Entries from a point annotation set
◆ ◆ ◆ ◆ ◆

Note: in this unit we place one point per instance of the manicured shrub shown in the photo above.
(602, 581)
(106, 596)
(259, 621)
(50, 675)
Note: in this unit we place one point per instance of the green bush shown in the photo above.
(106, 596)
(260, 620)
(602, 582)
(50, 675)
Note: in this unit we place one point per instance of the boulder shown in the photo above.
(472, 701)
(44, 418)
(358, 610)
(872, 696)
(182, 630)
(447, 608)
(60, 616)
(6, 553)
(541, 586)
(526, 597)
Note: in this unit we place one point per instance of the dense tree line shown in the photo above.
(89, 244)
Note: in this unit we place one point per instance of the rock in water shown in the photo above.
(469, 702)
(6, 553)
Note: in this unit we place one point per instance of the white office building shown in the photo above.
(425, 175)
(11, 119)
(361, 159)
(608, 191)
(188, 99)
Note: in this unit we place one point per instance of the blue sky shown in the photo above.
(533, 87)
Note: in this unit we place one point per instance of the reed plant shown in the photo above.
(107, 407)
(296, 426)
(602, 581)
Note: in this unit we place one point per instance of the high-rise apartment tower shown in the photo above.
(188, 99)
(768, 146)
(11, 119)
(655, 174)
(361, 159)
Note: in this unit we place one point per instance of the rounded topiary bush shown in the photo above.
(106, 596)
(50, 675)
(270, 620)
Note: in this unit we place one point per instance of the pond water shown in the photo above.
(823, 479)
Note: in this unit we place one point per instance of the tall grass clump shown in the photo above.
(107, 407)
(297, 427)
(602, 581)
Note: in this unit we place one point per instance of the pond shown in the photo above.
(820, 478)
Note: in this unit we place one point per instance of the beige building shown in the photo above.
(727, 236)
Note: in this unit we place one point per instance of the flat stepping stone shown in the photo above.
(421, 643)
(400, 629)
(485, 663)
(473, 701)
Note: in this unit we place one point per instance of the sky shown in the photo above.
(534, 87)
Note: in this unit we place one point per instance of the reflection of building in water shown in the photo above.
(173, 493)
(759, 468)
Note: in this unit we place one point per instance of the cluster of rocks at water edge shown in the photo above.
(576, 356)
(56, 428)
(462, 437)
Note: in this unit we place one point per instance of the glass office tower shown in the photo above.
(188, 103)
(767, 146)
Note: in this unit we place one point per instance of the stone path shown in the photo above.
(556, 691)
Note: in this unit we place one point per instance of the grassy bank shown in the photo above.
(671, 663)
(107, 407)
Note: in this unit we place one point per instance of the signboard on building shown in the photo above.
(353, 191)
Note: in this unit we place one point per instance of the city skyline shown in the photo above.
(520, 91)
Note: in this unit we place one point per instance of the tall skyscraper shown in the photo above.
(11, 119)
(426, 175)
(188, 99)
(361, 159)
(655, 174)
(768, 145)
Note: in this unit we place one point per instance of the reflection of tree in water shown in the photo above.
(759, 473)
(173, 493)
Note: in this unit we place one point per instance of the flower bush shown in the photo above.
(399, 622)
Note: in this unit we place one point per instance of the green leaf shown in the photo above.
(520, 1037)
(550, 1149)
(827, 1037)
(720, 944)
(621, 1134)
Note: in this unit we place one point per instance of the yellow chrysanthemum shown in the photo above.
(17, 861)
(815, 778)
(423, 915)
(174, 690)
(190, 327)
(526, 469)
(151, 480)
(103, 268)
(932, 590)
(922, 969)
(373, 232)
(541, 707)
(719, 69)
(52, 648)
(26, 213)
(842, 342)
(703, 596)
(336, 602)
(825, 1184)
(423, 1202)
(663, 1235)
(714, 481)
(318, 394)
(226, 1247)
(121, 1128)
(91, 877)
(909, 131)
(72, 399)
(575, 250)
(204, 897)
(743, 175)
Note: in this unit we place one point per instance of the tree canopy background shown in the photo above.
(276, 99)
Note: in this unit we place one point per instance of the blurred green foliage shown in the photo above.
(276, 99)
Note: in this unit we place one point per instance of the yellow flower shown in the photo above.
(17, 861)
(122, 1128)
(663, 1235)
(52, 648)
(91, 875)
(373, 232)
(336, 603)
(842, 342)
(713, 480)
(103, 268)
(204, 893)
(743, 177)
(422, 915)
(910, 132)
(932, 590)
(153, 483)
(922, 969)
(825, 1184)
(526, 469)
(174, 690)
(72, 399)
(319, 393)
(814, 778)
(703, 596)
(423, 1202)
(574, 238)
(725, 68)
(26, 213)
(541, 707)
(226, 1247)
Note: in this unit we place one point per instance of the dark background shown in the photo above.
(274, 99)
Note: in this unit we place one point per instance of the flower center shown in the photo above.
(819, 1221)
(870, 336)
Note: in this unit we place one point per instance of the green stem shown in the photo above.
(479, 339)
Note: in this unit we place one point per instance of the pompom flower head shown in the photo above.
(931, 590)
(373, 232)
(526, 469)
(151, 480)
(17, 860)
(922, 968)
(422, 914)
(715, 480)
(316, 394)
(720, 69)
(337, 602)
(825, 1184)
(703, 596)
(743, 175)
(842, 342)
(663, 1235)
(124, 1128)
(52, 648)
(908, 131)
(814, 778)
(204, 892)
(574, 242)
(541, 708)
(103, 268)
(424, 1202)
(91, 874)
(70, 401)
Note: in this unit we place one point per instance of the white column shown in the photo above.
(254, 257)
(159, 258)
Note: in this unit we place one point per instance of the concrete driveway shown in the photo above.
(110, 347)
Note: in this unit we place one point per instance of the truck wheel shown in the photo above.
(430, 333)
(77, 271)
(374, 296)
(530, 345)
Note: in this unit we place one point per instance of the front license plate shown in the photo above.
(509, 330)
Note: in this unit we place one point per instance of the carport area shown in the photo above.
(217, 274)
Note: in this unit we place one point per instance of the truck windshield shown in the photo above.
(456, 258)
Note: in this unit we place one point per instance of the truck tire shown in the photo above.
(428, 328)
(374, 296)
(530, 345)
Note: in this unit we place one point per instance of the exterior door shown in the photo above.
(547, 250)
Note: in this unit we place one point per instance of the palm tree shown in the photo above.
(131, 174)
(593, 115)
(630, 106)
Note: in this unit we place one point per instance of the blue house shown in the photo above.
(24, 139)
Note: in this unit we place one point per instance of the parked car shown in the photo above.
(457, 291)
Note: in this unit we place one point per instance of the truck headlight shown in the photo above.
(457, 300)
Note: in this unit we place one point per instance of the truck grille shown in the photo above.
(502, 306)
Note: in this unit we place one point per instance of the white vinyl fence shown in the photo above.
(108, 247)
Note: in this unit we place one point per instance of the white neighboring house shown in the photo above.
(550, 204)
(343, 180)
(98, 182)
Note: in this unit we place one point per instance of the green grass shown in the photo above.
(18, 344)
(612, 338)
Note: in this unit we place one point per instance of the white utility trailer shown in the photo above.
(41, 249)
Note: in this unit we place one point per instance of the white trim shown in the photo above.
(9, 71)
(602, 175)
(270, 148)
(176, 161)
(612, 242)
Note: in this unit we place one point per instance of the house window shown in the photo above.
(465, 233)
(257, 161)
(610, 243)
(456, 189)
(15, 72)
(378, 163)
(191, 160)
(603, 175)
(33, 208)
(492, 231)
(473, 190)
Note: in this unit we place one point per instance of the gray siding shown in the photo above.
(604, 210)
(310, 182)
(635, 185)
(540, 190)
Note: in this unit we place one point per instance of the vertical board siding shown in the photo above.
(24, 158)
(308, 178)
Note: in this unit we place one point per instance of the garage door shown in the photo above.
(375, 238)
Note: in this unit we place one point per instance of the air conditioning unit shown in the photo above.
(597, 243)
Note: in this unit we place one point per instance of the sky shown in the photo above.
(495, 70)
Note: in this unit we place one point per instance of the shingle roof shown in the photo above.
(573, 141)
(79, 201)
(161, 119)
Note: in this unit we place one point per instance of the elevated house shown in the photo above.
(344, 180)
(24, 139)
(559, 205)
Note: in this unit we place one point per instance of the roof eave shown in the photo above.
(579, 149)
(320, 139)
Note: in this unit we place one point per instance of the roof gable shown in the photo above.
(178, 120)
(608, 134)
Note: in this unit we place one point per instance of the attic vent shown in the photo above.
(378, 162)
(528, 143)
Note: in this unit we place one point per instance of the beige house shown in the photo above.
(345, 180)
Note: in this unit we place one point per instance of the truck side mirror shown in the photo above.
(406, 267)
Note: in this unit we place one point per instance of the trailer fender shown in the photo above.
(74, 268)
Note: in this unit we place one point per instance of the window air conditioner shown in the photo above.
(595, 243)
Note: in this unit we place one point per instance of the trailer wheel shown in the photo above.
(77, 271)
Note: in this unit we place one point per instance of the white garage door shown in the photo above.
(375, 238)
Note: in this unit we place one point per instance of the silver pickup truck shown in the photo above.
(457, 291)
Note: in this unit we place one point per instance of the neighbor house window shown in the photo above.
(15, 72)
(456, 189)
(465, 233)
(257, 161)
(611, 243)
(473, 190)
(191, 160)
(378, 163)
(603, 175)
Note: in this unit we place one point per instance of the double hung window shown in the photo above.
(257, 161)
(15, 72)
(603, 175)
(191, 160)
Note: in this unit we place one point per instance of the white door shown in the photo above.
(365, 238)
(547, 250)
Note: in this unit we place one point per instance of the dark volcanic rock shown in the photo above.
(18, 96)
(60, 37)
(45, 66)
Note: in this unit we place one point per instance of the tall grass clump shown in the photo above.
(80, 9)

◆ ◆ ◆ ◆ ◆

### Exercise requirements
Output only the lines from the one holding "white garage door shown in the photo above." through the last line above, exactly as they appear.

### Output for this task
Note: in this unit we place one point per instance of the white garage door shown in the photo above.
(375, 238)
Note: in this unit we place one point per instance of the silver pickup truck shown in the photo above.
(457, 291)
Note: in this unit we place one point per instance of the neighbor house window shown in the photo above.
(15, 72)
(456, 189)
(465, 233)
(257, 161)
(611, 243)
(473, 190)
(191, 160)
(378, 163)
(603, 175)
Note: in this unit we place one point per instance of the double hung window shown in the photo above.
(257, 161)
(15, 72)
(603, 175)
(191, 160)
Note: in this unit we place one point per instance of the white door shown in the photo above.
(365, 238)
(547, 250)
Note: in this unit we place one point per instance of the dark volcanic rock shown in the photo above.
(18, 96)
(60, 37)
(45, 66)
Note: in this unit we place one point per instance of the tall grass clump shown in the photo above.
(80, 9)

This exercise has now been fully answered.